Activity: Output all of the listing, leaving every line exactly as written.

========================

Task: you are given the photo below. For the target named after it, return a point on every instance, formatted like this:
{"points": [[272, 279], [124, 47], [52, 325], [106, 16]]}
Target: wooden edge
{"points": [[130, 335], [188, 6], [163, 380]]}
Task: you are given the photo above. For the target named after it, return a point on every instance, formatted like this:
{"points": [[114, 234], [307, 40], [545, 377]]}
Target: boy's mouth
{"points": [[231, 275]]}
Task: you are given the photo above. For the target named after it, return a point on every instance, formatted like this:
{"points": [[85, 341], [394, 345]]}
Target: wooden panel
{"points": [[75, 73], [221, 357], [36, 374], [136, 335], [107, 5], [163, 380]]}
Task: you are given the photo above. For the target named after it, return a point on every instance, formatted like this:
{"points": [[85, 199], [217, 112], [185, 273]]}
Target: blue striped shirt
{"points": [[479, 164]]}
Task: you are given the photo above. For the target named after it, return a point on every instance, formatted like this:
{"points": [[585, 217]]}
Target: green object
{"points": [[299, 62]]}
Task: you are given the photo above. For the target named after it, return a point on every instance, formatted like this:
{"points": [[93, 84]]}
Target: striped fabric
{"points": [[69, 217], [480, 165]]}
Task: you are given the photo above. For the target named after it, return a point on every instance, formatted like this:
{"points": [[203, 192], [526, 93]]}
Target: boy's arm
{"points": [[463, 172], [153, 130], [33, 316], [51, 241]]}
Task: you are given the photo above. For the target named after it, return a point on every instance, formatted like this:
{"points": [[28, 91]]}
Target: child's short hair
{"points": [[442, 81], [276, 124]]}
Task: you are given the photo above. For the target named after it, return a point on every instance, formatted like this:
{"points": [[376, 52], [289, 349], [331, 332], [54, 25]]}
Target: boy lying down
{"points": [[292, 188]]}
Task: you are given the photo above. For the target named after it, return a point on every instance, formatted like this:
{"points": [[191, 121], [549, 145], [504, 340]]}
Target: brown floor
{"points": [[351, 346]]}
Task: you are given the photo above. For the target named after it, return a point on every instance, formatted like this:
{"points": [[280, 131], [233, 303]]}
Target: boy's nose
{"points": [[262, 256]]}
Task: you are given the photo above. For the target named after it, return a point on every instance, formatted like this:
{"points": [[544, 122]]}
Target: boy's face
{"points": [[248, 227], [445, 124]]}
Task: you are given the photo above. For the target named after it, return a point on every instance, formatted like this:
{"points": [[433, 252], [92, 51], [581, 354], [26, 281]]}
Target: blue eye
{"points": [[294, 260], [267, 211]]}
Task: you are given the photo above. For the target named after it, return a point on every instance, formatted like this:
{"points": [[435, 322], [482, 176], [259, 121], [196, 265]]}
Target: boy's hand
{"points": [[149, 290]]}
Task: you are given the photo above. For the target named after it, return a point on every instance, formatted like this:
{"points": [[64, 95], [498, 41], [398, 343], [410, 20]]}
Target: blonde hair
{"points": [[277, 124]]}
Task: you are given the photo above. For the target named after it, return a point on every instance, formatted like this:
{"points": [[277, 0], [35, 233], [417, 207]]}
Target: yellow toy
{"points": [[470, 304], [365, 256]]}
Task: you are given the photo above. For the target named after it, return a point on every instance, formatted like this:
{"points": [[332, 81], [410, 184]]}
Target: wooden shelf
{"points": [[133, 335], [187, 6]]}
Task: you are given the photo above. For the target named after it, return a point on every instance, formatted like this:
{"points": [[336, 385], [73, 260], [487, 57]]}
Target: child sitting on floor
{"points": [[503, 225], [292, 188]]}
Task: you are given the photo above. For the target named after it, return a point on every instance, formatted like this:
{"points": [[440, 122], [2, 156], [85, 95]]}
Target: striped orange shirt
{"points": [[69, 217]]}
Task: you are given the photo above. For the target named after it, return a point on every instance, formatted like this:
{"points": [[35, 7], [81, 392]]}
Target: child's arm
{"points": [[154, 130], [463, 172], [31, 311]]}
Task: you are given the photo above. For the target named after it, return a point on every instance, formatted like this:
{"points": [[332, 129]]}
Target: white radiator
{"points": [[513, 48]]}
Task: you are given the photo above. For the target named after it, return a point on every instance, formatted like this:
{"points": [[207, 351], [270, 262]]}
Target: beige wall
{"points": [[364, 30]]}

========================

Answer for this exercise:
Task: you are given the photo below. For the target named after it, return a point on every instance, formatted like this:
{"points": [[272, 279], [124, 47], [52, 325], [106, 16]]}
Target: wooden edge
{"points": [[130, 335], [188, 6], [163, 380]]}
Task: you are given the photo above. For the target named after it, return a point on every instance, formatted like this:
{"points": [[114, 234], [307, 40], [545, 377]]}
Target: boy's mouth
{"points": [[231, 275]]}
Task: you are given the photo above. For the target named after it, return a point on every instance, formatted like this:
{"points": [[85, 341], [394, 345]]}
Target: wooden panel
{"points": [[75, 73], [221, 357], [36, 374], [136, 335], [107, 5], [163, 380]]}
Task: you are given the photo above. For the target named after it, return a point on every instance, formatted like this:
{"points": [[85, 199], [217, 112], [185, 273]]}
Target: blue striped shirt
{"points": [[479, 164]]}
Task: you are given the photo above. For the target named after it, return a point on every instance, formatted like this:
{"points": [[585, 217]]}
Target: green object
{"points": [[299, 62]]}
Task: you are given the photo above. For the target named after it, return a point on every instance, formatted like this:
{"points": [[93, 84]]}
Target: striped fabric
{"points": [[69, 217], [480, 165]]}
Task: you are given the photo above. For the target named after it, return a point on every instance, formatted like this:
{"points": [[203, 192], [526, 93]]}
Target: boy's arm
{"points": [[463, 172], [153, 130], [33, 316], [51, 241]]}
Task: you are given the photo above. For the target named after it, return a point on every instance, formatted like this:
{"points": [[28, 91]]}
Target: child's short hair
{"points": [[442, 81], [276, 124]]}
Task: you are given the photo above. For the target named after it, return a point on every instance, formatted like this:
{"points": [[376, 52], [289, 349], [331, 332], [54, 25]]}
Target: boy lying down
{"points": [[292, 188]]}
Task: you are given the photo above. For the target named after it, return a point on every instance, formatted like this:
{"points": [[191, 121], [549, 145], [504, 340]]}
Target: brown floor
{"points": [[351, 346]]}
Task: you are given the photo above. For the target named after it, return a point on every instance, formatted like this:
{"points": [[280, 131], [233, 303]]}
Target: boy's nose
{"points": [[262, 256]]}
Task: you are given the photo above. For the target named after it, return a point on every instance, formatted like this:
{"points": [[544, 122]]}
Target: boy's face
{"points": [[248, 227], [445, 124]]}
Task: you are given the photo above. For the target named after it, return a point on every instance, formatted like this:
{"points": [[433, 252], [92, 51], [581, 354], [26, 281]]}
Target: blue eye
{"points": [[294, 260], [267, 211]]}
Task: you are given the photo above. For the target named after it, return a point on every instance, formatted like this:
{"points": [[435, 322], [482, 176], [259, 121], [196, 265]]}
Target: boy's hand
{"points": [[149, 290]]}
Task: you are given the photo above. For the target named after it, return a point on every instance, formatted like this:
{"points": [[64, 95], [498, 41], [398, 343], [410, 20]]}
Target: blonde hair
{"points": [[277, 124]]}
Task: you are given the photo above. For the target named after it, return a point on every instance, formatted like this:
{"points": [[277, 0], [35, 233], [417, 207]]}
Target: yellow toy
{"points": [[470, 304], [365, 256]]}
Task: you are given the photo above. For the target named after it, return a point on every instance, formatted like this:
{"points": [[332, 81], [410, 184]]}
Target: wooden shelf
{"points": [[133, 335], [187, 6]]}
Task: you are given the photo above. For the target named after it, return a point on every instance, formatted like this:
{"points": [[336, 385], [73, 260], [487, 57]]}
Target: child sitting on floor
{"points": [[503, 225], [292, 188]]}
Task: you are given the photo above. For the target named after it, return a point on every instance, formatted like this:
{"points": [[440, 122], [2, 156], [85, 95]]}
Target: striped orange shirt
{"points": [[69, 217]]}
Task: you are given the photo above. For the target named after it, return a point on every instance, formatted like this:
{"points": [[35, 7], [81, 392]]}
Target: child's arm
{"points": [[154, 130], [463, 172], [31, 311]]}
Task: you are given the photo above. For the target named after it, return a point on every instance, formatted like this:
{"points": [[332, 129]]}
Target: white radiator
{"points": [[513, 48]]}
Task: you are given the photo above. For the target named after it, return a point on every instance, formatted like this:
{"points": [[207, 351], [270, 262]]}
Target: beige wall
{"points": [[364, 30]]}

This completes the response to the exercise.